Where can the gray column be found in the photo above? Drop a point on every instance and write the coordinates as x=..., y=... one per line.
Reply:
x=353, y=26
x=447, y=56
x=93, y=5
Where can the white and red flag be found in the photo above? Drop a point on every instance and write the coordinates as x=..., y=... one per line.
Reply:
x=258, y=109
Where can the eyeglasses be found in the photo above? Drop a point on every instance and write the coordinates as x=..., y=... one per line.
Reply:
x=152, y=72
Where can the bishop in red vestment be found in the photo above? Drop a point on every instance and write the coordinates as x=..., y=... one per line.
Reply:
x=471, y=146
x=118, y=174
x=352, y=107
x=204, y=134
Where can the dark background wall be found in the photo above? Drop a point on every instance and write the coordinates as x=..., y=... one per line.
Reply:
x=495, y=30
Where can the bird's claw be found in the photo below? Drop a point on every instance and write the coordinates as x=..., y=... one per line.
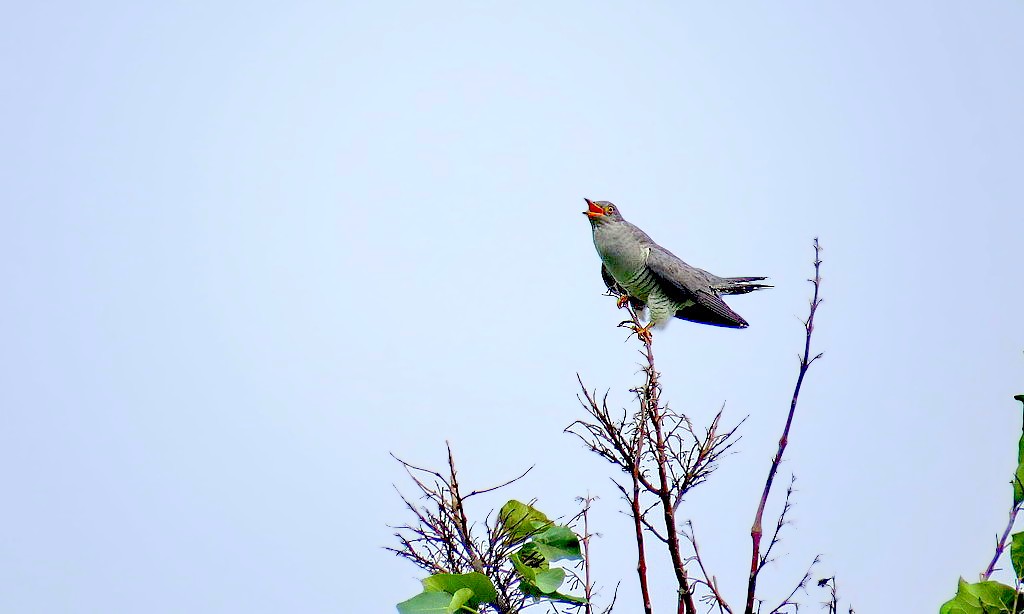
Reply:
x=643, y=333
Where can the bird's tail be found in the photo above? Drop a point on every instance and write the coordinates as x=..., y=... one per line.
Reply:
x=729, y=286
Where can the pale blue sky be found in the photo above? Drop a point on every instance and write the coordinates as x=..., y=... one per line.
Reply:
x=248, y=249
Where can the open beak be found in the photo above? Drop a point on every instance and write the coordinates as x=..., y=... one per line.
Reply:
x=594, y=210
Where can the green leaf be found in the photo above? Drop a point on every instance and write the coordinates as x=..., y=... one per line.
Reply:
x=521, y=520
x=1019, y=475
x=548, y=580
x=1017, y=554
x=558, y=542
x=982, y=598
x=479, y=585
x=460, y=599
x=427, y=603
x=523, y=568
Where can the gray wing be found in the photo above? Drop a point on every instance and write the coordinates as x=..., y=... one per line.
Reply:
x=685, y=283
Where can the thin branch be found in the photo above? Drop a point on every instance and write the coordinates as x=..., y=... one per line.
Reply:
x=709, y=579
x=805, y=362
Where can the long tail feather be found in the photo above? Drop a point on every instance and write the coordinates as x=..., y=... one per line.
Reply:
x=733, y=286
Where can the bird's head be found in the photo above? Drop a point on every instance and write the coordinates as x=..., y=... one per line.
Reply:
x=600, y=212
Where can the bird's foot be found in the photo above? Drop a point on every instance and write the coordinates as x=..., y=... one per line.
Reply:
x=643, y=333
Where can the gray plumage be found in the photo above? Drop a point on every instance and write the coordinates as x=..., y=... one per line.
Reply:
x=633, y=265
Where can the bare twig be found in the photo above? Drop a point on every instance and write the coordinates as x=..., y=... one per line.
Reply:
x=805, y=362
x=709, y=579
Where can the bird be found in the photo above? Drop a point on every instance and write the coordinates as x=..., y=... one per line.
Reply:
x=647, y=275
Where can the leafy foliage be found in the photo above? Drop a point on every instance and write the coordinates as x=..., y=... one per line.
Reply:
x=541, y=542
x=989, y=597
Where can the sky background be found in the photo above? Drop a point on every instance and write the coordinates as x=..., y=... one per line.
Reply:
x=249, y=249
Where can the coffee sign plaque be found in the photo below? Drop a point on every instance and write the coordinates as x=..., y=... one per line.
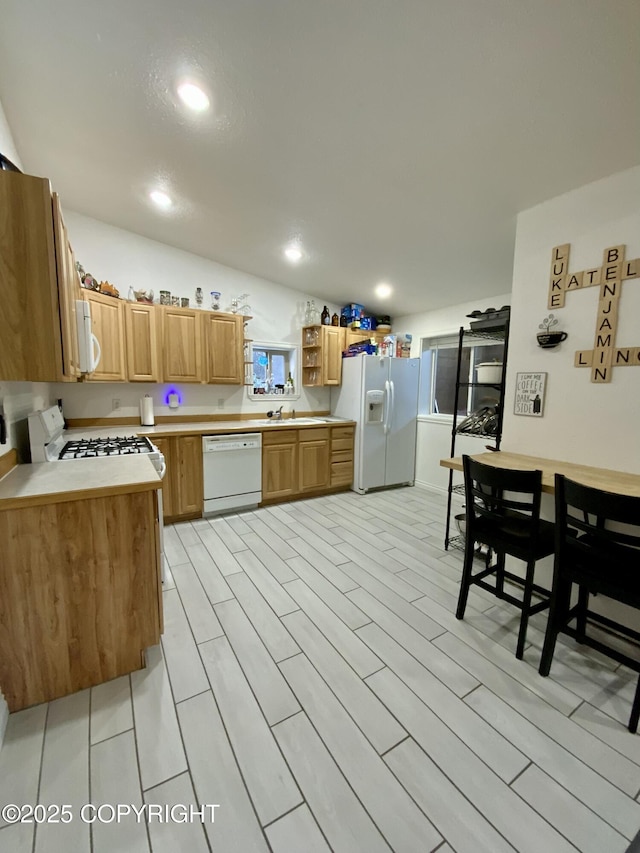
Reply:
x=530, y=389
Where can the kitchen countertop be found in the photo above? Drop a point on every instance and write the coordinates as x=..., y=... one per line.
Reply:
x=73, y=480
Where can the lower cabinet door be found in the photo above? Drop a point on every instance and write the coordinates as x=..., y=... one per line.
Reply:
x=314, y=467
x=189, y=487
x=165, y=446
x=279, y=470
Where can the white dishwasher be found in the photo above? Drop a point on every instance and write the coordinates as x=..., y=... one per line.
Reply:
x=232, y=466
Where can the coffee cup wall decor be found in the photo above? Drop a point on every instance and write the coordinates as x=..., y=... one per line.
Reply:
x=550, y=339
x=547, y=337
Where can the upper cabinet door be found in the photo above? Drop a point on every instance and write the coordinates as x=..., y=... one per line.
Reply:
x=68, y=292
x=332, y=346
x=107, y=321
x=30, y=345
x=182, y=345
x=143, y=361
x=224, y=348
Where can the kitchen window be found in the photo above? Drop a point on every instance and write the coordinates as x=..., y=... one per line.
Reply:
x=439, y=361
x=271, y=366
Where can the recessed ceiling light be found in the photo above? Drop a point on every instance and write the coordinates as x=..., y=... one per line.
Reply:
x=161, y=199
x=193, y=97
x=293, y=253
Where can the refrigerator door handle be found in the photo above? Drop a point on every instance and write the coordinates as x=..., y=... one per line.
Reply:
x=387, y=405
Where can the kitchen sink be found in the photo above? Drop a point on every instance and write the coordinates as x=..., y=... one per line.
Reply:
x=293, y=422
x=289, y=422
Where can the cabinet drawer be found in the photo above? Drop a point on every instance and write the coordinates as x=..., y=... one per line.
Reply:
x=279, y=436
x=342, y=432
x=319, y=434
x=341, y=473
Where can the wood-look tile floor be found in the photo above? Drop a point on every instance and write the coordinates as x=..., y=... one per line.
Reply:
x=314, y=683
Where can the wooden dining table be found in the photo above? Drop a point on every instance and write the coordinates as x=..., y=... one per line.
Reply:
x=620, y=482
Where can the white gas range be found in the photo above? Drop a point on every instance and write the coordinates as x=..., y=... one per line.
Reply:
x=50, y=444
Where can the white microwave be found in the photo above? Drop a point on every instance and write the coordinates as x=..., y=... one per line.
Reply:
x=88, y=344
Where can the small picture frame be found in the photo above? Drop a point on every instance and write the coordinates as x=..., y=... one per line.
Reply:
x=530, y=392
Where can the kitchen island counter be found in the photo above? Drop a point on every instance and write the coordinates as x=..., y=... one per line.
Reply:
x=75, y=480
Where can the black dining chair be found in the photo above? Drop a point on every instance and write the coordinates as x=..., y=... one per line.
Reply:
x=502, y=512
x=598, y=549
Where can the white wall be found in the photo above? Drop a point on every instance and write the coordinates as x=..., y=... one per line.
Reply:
x=7, y=145
x=593, y=424
x=126, y=259
x=434, y=434
x=16, y=398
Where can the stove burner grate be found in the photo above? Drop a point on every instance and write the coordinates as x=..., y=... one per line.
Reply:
x=91, y=448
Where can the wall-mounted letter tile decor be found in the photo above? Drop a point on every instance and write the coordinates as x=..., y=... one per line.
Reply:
x=605, y=355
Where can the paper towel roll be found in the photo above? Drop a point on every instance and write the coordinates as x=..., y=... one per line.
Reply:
x=146, y=411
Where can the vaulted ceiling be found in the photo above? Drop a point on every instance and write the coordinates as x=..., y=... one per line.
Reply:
x=395, y=139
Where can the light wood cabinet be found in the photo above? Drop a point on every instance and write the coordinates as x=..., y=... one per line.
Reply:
x=165, y=446
x=306, y=461
x=356, y=336
x=187, y=458
x=107, y=322
x=182, y=345
x=313, y=459
x=142, y=342
x=322, y=355
x=31, y=340
x=87, y=615
x=342, y=448
x=332, y=346
x=279, y=464
x=182, y=487
x=69, y=290
x=224, y=340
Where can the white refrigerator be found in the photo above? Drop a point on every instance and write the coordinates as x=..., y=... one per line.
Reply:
x=381, y=395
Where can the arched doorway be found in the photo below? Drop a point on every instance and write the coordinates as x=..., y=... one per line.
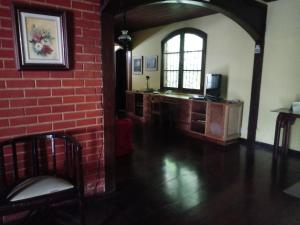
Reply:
x=250, y=15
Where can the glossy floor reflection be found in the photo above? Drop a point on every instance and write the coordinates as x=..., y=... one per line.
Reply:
x=174, y=180
x=171, y=179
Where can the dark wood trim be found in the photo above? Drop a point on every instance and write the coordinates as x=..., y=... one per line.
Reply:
x=181, y=32
x=129, y=70
x=109, y=80
x=255, y=91
x=250, y=15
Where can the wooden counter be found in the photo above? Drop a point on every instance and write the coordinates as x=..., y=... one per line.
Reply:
x=216, y=121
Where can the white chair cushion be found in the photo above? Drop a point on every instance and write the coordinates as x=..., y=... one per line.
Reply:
x=37, y=186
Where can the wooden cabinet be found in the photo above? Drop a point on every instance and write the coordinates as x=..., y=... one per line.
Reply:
x=198, y=116
x=223, y=121
x=138, y=105
x=216, y=121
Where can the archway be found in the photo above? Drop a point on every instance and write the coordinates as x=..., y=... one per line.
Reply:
x=250, y=15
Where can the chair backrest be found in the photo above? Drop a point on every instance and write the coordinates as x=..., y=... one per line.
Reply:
x=55, y=154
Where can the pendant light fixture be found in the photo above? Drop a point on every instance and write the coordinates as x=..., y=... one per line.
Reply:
x=124, y=38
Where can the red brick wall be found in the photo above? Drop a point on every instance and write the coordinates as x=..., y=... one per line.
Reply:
x=43, y=101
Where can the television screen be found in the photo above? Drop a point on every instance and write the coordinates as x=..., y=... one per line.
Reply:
x=213, y=85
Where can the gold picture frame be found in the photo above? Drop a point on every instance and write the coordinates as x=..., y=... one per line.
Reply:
x=40, y=37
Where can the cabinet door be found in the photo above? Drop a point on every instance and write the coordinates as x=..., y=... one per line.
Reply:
x=183, y=115
x=215, y=120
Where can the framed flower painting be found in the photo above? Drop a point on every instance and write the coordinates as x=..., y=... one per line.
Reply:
x=40, y=38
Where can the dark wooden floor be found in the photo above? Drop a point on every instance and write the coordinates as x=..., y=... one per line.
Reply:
x=174, y=180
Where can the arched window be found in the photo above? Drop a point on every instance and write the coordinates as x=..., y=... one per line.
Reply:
x=183, y=60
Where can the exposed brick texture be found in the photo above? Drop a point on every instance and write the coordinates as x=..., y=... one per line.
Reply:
x=70, y=101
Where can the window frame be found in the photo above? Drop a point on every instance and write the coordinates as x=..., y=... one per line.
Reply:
x=181, y=32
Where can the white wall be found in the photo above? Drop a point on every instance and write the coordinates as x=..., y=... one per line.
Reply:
x=230, y=51
x=281, y=69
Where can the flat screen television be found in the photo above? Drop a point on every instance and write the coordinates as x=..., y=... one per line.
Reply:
x=213, y=85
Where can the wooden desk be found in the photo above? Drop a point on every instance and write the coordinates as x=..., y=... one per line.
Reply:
x=285, y=120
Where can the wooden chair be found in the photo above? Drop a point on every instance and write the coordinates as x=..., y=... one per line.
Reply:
x=38, y=172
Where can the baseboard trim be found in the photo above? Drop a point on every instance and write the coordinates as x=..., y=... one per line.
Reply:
x=269, y=147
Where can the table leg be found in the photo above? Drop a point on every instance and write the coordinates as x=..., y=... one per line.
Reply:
x=279, y=121
x=287, y=132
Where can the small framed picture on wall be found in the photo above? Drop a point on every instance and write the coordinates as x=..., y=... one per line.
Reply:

● ● ● ●

WORK TO DO> Quote the entries above, beginning with the line containing "Where can the wall-mounted" and continuing through the line containing "x=395, y=139", reproducing each line exactly.

EXPECTED ANSWER>
Where can the wall-mounted letter tile decor be found in the photo above? Drop a point on every instance and write the coordinates as x=..., y=... one per line.
Reply:
x=605, y=355
Where can the paper towel roll be found in the photo above? Drop a point on every instance and write the coordinates as x=..., y=... one per line.
Reply:
x=146, y=411
Where can the vaulted ceiling be found in the photo above? Drop a point on every instance and write the coordinates as x=..., y=... one per line.
Reply:
x=395, y=139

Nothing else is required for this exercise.